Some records

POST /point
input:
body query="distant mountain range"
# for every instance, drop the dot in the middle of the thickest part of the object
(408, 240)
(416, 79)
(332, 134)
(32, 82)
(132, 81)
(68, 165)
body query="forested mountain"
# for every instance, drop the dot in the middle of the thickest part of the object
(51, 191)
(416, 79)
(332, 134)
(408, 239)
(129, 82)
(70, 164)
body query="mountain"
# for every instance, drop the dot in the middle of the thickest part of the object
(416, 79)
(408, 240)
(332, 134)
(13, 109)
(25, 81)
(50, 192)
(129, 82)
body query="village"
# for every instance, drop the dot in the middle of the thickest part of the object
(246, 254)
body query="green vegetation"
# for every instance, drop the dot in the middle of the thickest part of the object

CHALLENGE:
Output the records above in their entirety, exactly.

TASK RESULT:
POST /point
input:
body query="distant mountain range"
# for every instance, drop the dot in the middle of the thickest part of the object
(408, 240)
(416, 79)
(332, 134)
(32, 82)
(132, 81)
(68, 165)
body query="forested mountain"
# for every instance, drop the dot in the middle of the thickest part of the object
(51, 191)
(416, 79)
(332, 134)
(408, 239)
(129, 82)
(70, 164)
body query="mountain"
# for every instance, drop the dot in the middle of the thickest part of the object
(416, 79)
(408, 240)
(332, 134)
(13, 109)
(25, 81)
(50, 192)
(129, 82)
body query="village"
# for every instance, drop the dot in the middle of the thickest part of the object
(246, 254)
body query="green vegetation"
# for every instance, drop the dot in the middle of the thickest part of the object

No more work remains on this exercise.